(Referring expression data)
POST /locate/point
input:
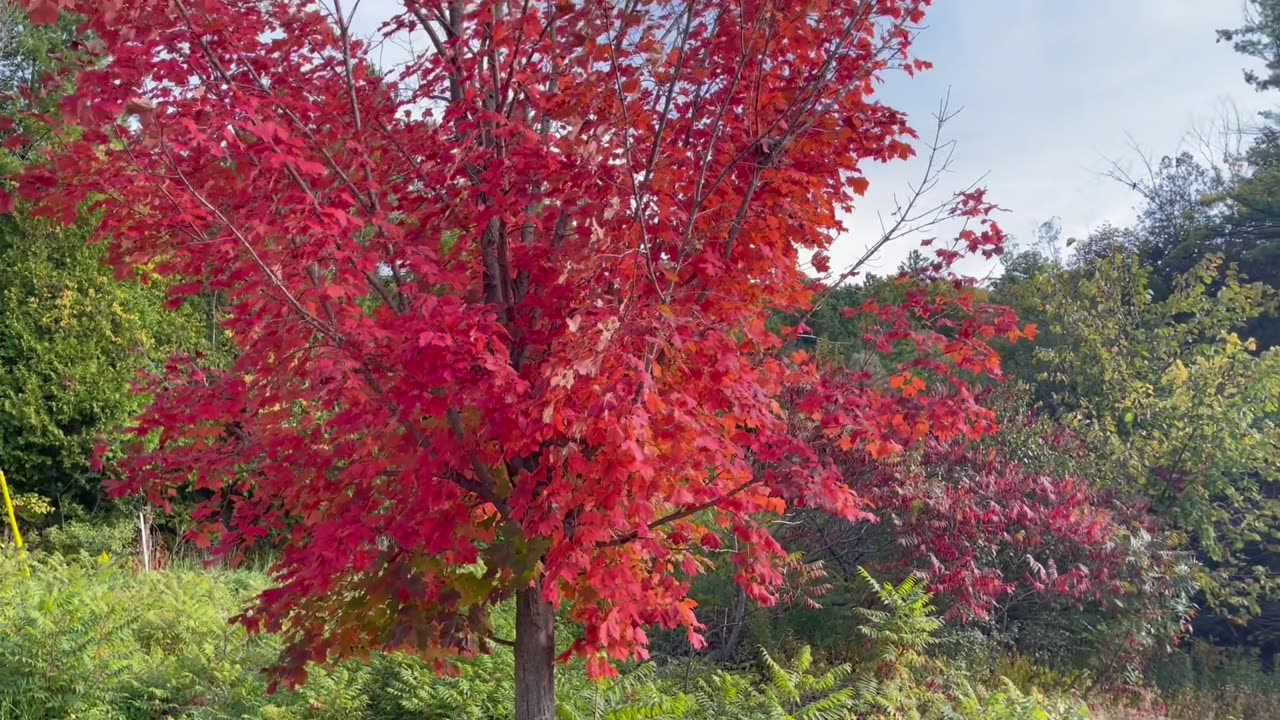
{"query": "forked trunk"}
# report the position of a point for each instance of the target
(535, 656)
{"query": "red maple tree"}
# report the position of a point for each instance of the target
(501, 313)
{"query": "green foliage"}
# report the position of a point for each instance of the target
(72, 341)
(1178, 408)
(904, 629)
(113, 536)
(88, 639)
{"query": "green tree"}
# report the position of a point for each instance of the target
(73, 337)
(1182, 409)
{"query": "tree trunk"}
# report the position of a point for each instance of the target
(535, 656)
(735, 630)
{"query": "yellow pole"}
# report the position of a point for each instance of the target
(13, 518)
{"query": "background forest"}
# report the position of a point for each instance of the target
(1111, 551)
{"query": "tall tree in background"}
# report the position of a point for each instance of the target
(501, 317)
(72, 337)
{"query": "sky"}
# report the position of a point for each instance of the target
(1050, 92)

...

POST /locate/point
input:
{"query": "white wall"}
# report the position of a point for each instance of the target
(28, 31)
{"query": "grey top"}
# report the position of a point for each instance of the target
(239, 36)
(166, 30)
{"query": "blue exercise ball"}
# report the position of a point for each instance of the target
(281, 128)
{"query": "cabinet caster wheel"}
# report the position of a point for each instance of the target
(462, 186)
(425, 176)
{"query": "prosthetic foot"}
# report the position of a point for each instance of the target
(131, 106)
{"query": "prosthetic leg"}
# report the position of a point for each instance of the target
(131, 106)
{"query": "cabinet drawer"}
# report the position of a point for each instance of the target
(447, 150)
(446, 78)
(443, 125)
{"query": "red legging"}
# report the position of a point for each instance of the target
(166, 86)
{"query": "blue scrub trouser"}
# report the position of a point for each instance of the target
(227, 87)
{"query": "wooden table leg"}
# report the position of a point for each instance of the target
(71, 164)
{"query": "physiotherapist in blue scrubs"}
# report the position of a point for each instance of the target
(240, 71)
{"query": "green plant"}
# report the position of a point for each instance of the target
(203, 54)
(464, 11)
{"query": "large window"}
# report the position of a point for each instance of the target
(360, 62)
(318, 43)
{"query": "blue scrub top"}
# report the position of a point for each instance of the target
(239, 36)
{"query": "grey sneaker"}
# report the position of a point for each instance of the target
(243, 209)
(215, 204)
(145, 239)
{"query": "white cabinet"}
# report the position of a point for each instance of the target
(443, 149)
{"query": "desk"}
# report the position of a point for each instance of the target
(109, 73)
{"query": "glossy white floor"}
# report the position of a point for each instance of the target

Goal of the exercise -> Search the records above for the word "trunk" and give the number of lines where it occurs, nothing else.

Response -> 2